[start of DATA RECORDS]
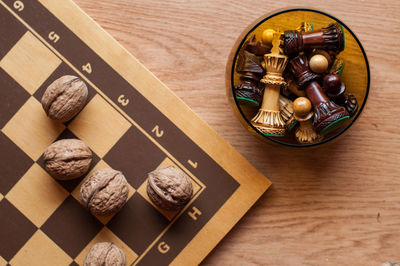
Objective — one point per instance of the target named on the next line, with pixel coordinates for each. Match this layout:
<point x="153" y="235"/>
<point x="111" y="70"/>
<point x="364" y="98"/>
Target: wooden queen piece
<point x="268" y="119"/>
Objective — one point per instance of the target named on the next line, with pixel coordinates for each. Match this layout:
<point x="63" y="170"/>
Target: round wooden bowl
<point x="355" y="75"/>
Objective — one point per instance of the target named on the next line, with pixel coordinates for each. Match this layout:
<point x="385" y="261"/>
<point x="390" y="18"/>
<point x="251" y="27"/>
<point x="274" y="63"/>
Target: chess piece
<point x="268" y="36"/>
<point x="305" y="133"/>
<point x="268" y="119"/>
<point x="319" y="63"/>
<point x="328" y="116"/>
<point x="286" y="109"/>
<point x="336" y="90"/>
<point x="337" y="66"/>
<point x="328" y="38"/>
<point x="169" y="188"/>
<point x="248" y="92"/>
<point x="305" y="27"/>
<point x="255" y="47"/>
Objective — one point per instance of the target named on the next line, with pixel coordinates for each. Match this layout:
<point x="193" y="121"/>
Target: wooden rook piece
<point x="248" y="92"/>
<point x="286" y="109"/>
<point x="268" y="119"/>
<point x="336" y="90"/>
<point x="305" y="133"/>
<point x="328" y="116"/>
<point x="328" y="38"/>
<point x="255" y="47"/>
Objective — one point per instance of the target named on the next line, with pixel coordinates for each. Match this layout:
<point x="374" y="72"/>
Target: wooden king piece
<point x="268" y="119"/>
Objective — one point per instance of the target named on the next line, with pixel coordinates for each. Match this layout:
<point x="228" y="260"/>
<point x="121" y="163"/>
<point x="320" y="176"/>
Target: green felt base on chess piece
<point x="293" y="126"/>
<point x="274" y="135"/>
<point x="332" y="126"/>
<point x="247" y="102"/>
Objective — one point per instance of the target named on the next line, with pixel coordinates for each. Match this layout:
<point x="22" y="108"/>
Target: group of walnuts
<point x="105" y="191"/>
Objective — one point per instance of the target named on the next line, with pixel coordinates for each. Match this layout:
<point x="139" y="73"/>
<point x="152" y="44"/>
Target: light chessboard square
<point x="37" y="195"/>
<point x="31" y="129"/>
<point x="76" y="192"/>
<point x="142" y="190"/>
<point x="30" y="62"/>
<point x="40" y="250"/>
<point x="106" y="235"/>
<point x="99" y="125"/>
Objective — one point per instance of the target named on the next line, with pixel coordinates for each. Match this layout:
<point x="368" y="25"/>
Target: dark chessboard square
<point x="135" y="155"/>
<point x="70" y="185"/>
<point x="13" y="164"/>
<point x="72" y="227"/>
<point x="12" y="95"/>
<point x="11" y="30"/>
<point x="15" y="230"/>
<point x="62" y="70"/>
<point x="138" y="224"/>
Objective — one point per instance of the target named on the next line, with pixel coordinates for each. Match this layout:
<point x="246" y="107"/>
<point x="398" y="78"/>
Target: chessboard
<point x="131" y="122"/>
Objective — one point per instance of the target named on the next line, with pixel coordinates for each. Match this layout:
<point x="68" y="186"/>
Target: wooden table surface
<point x="335" y="205"/>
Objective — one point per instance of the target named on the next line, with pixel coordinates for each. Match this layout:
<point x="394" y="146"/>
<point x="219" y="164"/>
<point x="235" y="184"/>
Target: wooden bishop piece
<point x="328" y="115"/>
<point x="268" y="119"/>
<point x="328" y="38"/>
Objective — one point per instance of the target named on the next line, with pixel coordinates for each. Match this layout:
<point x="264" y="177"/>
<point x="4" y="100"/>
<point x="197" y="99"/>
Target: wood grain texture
<point x="335" y="205"/>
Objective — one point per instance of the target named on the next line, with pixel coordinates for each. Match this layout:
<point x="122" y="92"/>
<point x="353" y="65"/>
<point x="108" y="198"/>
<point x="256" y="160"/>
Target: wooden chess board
<point x="131" y="122"/>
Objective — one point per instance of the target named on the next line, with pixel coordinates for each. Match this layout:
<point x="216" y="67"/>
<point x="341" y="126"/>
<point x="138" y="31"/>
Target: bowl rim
<point x="229" y="79"/>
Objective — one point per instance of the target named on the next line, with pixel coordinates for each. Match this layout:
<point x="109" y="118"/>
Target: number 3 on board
<point x="18" y="5"/>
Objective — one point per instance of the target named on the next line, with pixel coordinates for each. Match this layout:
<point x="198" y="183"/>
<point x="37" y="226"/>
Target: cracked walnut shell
<point x="67" y="159"/>
<point x="104" y="192"/>
<point x="65" y="98"/>
<point x="169" y="188"/>
<point x="105" y="254"/>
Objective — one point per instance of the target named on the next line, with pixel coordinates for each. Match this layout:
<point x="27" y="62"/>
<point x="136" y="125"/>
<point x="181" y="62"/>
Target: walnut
<point x="67" y="159"/>
<point x="169" y="188"/>
<point x="104" y="192"/>
<point x="65" y="98"/>
<point x="105" y="254"/>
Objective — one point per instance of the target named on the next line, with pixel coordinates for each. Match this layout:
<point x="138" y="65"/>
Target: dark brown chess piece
<point x="336" y="90"/>
<point x="328" y="38"/>
<point x="305" y="133"/>
<point x="328" y="116"/>
<point x="337" y="66"/>
<point x="255" y="47"/>
<point x="287" y="112"/>
<point x="248" y="91"/>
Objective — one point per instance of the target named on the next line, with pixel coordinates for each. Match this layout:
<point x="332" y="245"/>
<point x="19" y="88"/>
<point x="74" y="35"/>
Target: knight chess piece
<point x="269" y="120"/>
<point x="328" y="116"/>
<point x="286" y="109"/>
<point x="328" y="38"/>
<point x="248" y="91"/>
<point x="336" y="90"/>
<point x="305" y="133"/>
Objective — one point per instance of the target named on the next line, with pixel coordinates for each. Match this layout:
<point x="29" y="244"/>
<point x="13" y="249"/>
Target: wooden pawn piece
<point x="305" y="133"/>
<point x="269" y="120"/>
<point x="287" y="112"/>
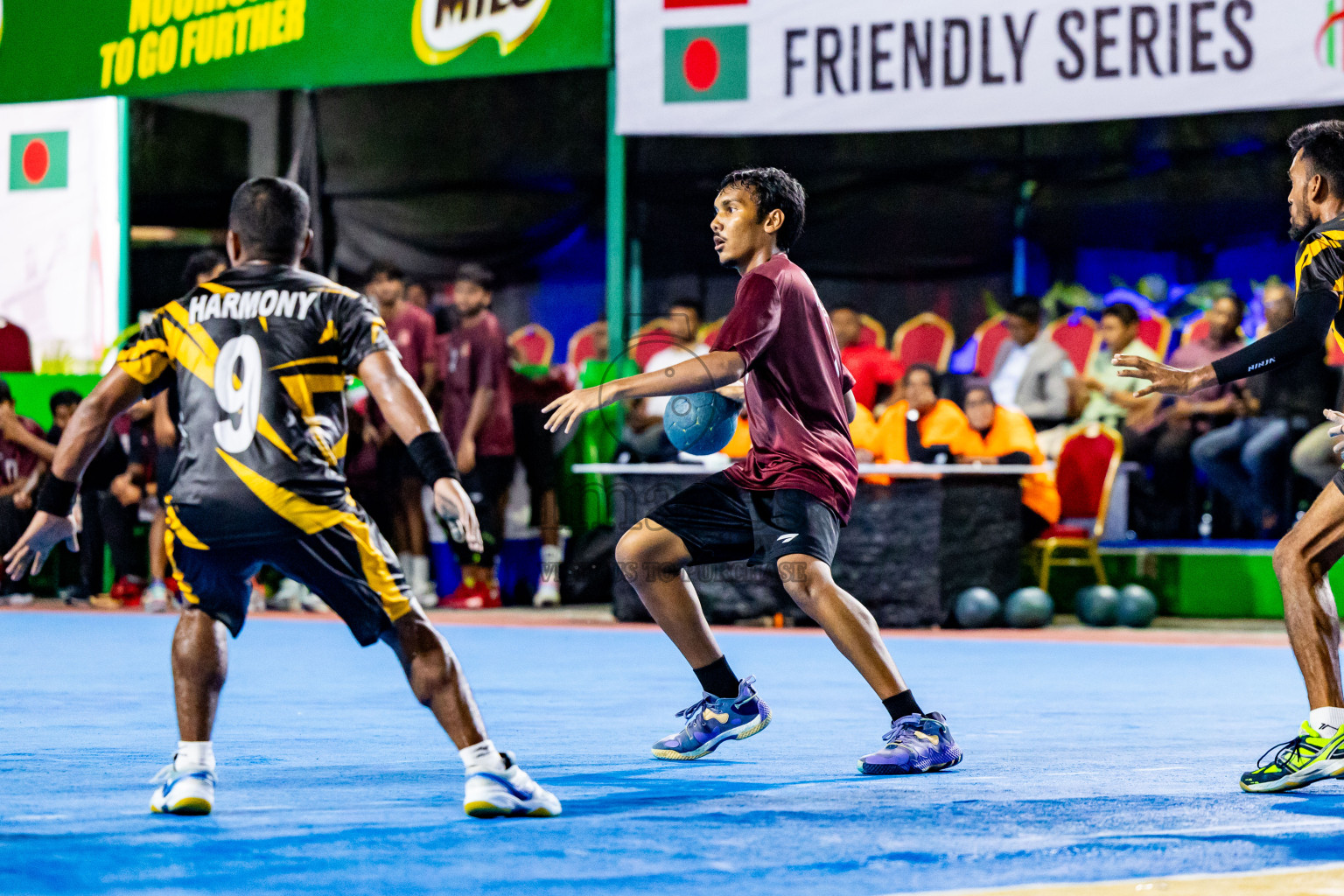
[end of DATA RECORDS]
**DIRECTIVE:** Count the lines of the records that contain the string "chessboard", treating case as significant, and give only the number.

**SOLUTION TO THE PROBLEM:** 3